* **取り組む課題**
- A) 吉崎の鬼のお面の話について、次の問いに答えること。
(i) 吉崎の山の上に宗教都市をつくったのは、浄土真宗の本願寺第何世の誰か。
(ii) 十楽村の農家で立て続けに病死したのは誰か。
(iii) しゅうとは嫁を脅すために何を被ったか。
- B) 吉崎の鬼のお面の話を、最後の文の後から書き進めること。
╭─ 読む抜粋
願慶寺
しゅうとの顔からはがれなくなった鬼のお面
石川県側から北潟湖越しに眺めた吉崎
福井と石川の県境に沿って、吉崎という地名があります。石川県側にも吉崎があり、福井県側にも吉崎があるのですが、福井県側の吉崎には、かつて浄土真宗の宗教都市の拠点が存在しました。
一向一揆といわれる、浄土真宗の信者が起こした百姓一揆の始まりの土地であり、農民が100年近くにわたって武家の支配をまぬかれた、「持たざる者たち(浄土真宗の農民信者)」の支配する土地の拠点が存在していました。
この吉崎の宗教都市をつくった人が、浄土真宗の本願寺第8世の蓮如(れんにょ)という人。蓮如が北陸に赴き、吉崎の山の上(通称お山)に宗教都市をつくりました。その時代の物語です。
願慶寺の裏側から眺めた様子
かつて、吉崎の近くに十楽村(現あわら市の一部)という村が存在しました。その十楽村に暮らしていた農家の一家で、不幸が起こります。嫁としゅうとを残して、夫、子ども2人が立て続けに病死してしまったのです。
その悲しみを癒やそうと、嫁は吉崎に通って蓮如と対面し、浄土真宗の熱心な信者になります。いわば、悲しみの救いを宗教に求めたのですね。
しかし、同じ家に残されたしゅうとは、家を空けるようになった嫁の行動が気に入りません。そこで、吉崎通いをやめさせようと、家にあった鬼のお面を被って、道中で待ち伏せし、脅そうとします。
結果として、脅しは失敗に終わりました。問題はここからです。しゅうとは慌てて家に帰り、嫁が戻る前にお面を外して、何食わぬ顔で留守番役を演じようとします。しかし、お面が外れません。
<悲しや面は顔にひっつき、とらんとすれば顔の皮をへぐごとく痛み>(吉崎御坊願慶寺『生信嫁威肉附面縁起』より引用)
「どうしよう」と、しゅうとが慌てもがいていると、嫁が家に帰って意地悪がばれてしまうのです。
╰─
╭─ 表示データ
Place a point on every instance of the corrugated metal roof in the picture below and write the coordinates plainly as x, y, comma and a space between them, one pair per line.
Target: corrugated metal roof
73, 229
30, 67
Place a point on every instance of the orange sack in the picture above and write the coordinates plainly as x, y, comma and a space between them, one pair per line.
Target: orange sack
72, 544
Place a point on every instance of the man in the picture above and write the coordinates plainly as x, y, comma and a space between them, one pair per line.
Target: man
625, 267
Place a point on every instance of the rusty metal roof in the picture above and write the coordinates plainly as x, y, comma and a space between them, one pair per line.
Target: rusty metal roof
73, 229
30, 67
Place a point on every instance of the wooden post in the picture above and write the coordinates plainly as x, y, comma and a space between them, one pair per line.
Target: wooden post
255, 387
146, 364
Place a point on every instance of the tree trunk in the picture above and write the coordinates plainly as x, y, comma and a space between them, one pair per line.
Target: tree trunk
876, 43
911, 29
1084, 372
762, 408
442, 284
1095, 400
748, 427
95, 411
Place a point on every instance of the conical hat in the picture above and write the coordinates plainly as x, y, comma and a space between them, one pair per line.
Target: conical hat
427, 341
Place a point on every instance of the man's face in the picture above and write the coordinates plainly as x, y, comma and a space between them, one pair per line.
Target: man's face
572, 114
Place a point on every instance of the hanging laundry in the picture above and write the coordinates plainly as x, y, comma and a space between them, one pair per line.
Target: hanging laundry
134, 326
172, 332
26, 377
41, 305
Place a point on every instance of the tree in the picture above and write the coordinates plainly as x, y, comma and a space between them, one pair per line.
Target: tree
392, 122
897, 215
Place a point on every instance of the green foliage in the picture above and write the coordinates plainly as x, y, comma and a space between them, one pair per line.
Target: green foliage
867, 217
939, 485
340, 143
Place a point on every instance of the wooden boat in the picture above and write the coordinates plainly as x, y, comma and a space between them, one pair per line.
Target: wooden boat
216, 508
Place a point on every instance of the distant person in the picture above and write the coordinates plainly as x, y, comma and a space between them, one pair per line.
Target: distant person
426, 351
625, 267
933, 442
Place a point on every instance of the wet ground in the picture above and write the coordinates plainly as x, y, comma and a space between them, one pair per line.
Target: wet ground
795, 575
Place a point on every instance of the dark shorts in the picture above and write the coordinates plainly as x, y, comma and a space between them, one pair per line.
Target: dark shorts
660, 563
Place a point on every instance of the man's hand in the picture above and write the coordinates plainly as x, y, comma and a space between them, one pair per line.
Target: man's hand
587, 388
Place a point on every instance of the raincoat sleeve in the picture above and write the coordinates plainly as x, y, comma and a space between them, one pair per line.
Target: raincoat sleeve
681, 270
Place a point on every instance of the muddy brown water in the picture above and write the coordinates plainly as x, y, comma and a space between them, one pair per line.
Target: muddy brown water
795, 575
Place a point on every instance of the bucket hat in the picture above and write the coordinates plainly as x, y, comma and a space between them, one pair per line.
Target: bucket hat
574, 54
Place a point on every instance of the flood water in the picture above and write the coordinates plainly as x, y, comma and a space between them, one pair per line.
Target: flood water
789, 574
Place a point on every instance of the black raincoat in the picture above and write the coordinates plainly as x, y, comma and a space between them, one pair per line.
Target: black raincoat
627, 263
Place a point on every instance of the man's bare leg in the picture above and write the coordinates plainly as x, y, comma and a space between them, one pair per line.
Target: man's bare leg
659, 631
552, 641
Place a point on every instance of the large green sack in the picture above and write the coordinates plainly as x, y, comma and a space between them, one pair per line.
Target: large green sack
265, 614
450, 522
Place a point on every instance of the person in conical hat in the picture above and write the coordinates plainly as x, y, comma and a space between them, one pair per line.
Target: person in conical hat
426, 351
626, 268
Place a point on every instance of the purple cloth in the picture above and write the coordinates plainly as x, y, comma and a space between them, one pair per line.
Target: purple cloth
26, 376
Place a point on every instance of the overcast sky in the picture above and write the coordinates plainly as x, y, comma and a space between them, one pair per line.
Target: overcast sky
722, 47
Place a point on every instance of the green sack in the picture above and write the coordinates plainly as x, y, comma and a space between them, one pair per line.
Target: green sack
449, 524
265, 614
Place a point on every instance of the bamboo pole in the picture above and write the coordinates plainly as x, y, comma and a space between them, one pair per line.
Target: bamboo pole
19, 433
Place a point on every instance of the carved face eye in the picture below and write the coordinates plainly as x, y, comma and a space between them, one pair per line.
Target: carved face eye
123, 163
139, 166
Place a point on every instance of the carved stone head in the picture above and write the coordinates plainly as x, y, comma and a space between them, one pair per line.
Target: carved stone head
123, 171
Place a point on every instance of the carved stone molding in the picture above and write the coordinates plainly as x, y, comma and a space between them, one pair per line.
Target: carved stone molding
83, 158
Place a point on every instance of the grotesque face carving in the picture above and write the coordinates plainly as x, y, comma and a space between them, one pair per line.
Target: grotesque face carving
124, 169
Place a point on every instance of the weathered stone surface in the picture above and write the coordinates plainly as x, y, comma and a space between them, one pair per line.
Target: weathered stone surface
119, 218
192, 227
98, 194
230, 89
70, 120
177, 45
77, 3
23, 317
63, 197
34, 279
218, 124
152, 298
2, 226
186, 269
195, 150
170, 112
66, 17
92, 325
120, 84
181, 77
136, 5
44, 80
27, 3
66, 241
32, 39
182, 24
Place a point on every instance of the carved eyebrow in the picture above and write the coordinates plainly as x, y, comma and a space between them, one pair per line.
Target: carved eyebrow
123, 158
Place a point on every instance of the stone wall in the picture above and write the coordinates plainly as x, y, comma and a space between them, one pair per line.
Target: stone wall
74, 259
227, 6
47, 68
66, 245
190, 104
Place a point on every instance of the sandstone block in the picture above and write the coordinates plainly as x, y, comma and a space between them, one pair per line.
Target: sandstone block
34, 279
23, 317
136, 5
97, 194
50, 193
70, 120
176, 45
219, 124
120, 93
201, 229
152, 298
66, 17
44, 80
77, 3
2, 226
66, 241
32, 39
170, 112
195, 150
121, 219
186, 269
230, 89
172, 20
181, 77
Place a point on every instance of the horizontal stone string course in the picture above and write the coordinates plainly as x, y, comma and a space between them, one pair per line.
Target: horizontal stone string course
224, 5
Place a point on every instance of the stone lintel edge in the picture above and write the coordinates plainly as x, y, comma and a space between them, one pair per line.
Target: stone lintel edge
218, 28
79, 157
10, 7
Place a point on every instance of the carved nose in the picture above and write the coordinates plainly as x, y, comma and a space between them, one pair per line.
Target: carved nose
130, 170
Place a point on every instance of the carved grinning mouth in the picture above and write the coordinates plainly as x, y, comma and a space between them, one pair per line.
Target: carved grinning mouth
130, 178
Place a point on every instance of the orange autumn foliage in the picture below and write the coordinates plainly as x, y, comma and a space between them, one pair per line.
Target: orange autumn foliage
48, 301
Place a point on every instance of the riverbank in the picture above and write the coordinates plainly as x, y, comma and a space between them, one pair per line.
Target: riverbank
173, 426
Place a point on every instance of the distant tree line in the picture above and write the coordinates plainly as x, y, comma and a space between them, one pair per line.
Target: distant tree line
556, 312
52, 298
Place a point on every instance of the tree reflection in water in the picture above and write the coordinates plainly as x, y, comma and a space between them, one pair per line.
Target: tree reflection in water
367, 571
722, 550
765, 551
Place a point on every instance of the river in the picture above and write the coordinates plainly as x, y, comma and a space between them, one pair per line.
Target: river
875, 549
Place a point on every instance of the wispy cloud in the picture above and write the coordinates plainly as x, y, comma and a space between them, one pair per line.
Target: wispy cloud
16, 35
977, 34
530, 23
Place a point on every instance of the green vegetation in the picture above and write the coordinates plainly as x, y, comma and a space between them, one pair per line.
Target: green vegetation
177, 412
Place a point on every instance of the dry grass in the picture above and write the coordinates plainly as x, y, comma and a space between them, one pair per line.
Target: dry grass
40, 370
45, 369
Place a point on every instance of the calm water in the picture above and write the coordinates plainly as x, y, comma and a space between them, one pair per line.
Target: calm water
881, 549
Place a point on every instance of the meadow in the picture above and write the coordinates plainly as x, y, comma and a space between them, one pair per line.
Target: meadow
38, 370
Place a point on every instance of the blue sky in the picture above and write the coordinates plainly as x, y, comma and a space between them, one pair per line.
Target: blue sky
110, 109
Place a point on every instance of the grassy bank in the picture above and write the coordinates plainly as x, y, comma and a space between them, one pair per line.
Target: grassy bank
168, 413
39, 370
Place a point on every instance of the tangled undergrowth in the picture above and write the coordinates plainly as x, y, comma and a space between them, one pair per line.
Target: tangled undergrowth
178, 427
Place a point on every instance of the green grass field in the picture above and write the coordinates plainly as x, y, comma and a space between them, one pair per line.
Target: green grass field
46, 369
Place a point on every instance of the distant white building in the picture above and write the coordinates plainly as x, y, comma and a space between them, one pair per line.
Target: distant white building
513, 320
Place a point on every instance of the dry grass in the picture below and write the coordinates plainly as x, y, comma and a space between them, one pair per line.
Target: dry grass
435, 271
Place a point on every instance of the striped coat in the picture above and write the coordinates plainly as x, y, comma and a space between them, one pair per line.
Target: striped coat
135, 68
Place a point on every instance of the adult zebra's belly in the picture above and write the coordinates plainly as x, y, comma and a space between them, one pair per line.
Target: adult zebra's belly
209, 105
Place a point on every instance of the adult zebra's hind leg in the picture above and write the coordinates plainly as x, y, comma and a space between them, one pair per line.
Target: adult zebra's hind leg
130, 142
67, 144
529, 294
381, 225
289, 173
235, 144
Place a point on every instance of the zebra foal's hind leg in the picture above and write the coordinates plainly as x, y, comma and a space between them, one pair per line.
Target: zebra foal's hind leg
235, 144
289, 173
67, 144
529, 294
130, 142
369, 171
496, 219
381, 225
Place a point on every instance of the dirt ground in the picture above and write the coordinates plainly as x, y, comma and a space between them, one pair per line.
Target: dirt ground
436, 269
╰─
* **課題の解答**
- A)
(i) 第8世の蓮如
(ii) 夫と子ども2人
(iii) 家にあった鬼のお面

- B)
中央に肉付きのお面。写真の左の軸が嫁で、右の軸が面で顔を覆ったしゅうと
しかし信心深い嫁は、しゅうとの話を聞き(聴聞し)、しゅうとを追い込んだのは自分だと悟ります。家族を失い、苦しい思いをしているのは自分だけではなく、しゅうとも一緒です。自分だけ楽になろうとした行動が、結果としてしゅうとを追い込んでしまったと気付いたのです。
因果関係の「因果」とは仏教用語だといいます。まさにこの因果の因が自分であると悟った嫁は、一緒に「南無阿弥陀仏」と唱えようと、しゅうとに誘いかけます。その通りにしゅうとが唱えると、
<不思議や面は直ぐさま落ち>(吉崎御坊願慶寺『生信嫁威肉附面縁起』より引用)
手足の自由が利くようになったといいます。
この出来事がきっかけで、しゅうとも吉崎に参るようになります。話を聞いた蓮如は、末代への教訓として、鬼のお面を預かり、弟子の祐念坊に授けます。
この祐念坊が現在の福井県あわら市吉崎にある願慶寺を開き、「肉付きの面」として後世に伝え始めました。まさにこのお面が、現存しているのです。
怖いもの見たさで集まった人たちが仏の教えに触れる
「肉付きの面」は、願慶寺で拝観を希望すれば、予約なしで観覧させてもらえます(拝観料500円)。拝観希望者に対し、住職がお寺の由緒、吉崎の歴史、浄土真宗の歴史、嫁脅し肉付き面縁起の話を伝えた後に、宝物を披露してくれます。
この話のポイントは、怖いもの見たさで集まった人たちが、お面を通じて仏の教えに触れられる点にあります。
筆者が訪れた際には、ほかにも10人ほどの観覧希望者がいました。誰もが恐らく熱心な信者ではなく、怖いもの見たさで集まった観光客だったと思います。そのせいか、20~30代の若者も目立ちました。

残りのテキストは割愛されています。